WRITTEN TASK A:
Answer these questions about the Stories & Reflections page:
(i) When did the writer start writing?
(ii) What does the writer's Aussie friend call rhyme and meter?
(iii) What date is given above "GRASS TRIMMING"?
WRITTEN TASK B:
Update the Stories & Reflections page from "Even though you" up to and including "check your cinches...", putting "ginger ale" in place of "Soda Pop".
WRITTEN TASK C:
Go on with the Stories & Reflections page from where it stops.

QUOTED PASSAGE:
# # # # # # #
Welcome to Stories & Reflections

These are a collection of my stories & poems. I started at a young age writing in the early 50's. They weren't up to any great standard, but I enjoyed writing and they have improved with age.

My first poem went:

Oh my darling, oh my dear,
I love you like a bottle of beer.
Even though you are a flop,
I'd go as far as drink Soda Pop.
Pretty profound, don't ya think? At least I knew Rhyme and meter. Or as my Aussie friend would say, Pitch & Time.

From time to time I will include poetry or a story that I really enjoy. Submit a poem or story to tink43@tcsn.net and if apropriate it will be include.

Don't forget to give an opinion...

Make sure you check your cinches...

Chuck Martin



Wednesday, January 30, 2008

GRASS TRIMMING

“Grass Trimming”
# # # # # # #
DATA:
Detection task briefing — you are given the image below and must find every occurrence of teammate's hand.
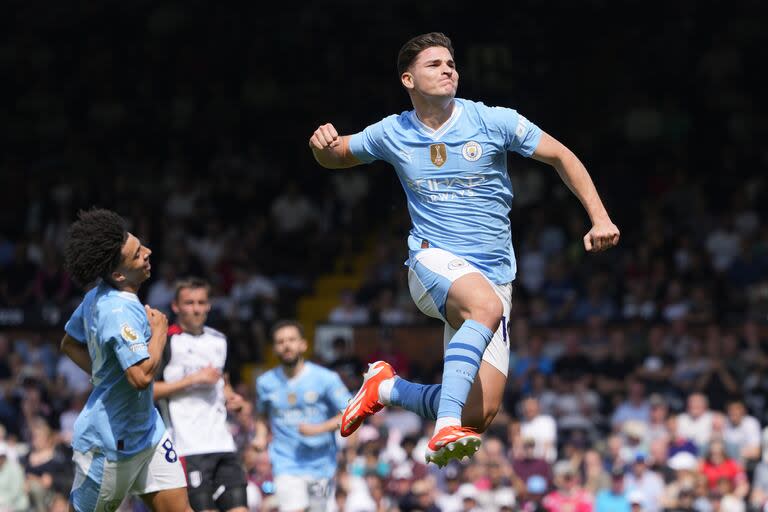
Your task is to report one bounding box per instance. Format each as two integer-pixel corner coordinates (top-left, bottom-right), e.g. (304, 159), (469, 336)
# # # # # # #
FINAL RESULT A:
(i) At a young age, in the early 50's.
(ii) Pitch & Time.
(iii) Wednesday, January 30, 2008.

FINAL RESULT B:
Even though you are a flop,
I'd go as far as drink ginger ale.
Pretty profound, don't ya think? At least I knew Rhyme and meter. Or as my Aussie friend would say, Pitch & Time.

From time to time I will include poetry or a story that I really enjoy. Submit a poem or story to tink43@tcsn.net and if apropriate it will be include.

Don't forget to give an opinion...

Make sure you check your cinches...

FINAL RESULT C:
Chuck Martin
Last summer Carlos Ortega moved twenty miles out east of town on a twenty acre farm up in the hills. He bought the property five years ago with an old house needing lots of repairs.In his spare time he worked on the house until he could move in. It had a good well, and a large lawn in front . There is no electricity, or telephone service out there, and Carlos gets by with a butane tank and a generator. He doesn’t have a cell phone, so when he’s at the ranch there isn’t any contact with the outside world. Carlos’ has never been married.
Carlos owns a prosperous restaurant in town called, La Taco Tia, named after a favorite aunt . He’s been in the U.S. for thirty-five years. He is short and stubbly built.. A black moustache hangs under a large nose on his brown, friendly face. Carlos’ has a big heart and I’ve never met anyone who could say a bad word about him.
“Carlos, why do you want to live so far out of town? That’s a long, hilly, curvy road to drive everyday?” I asked one day while sitting at the counter chomping on a bean burrito.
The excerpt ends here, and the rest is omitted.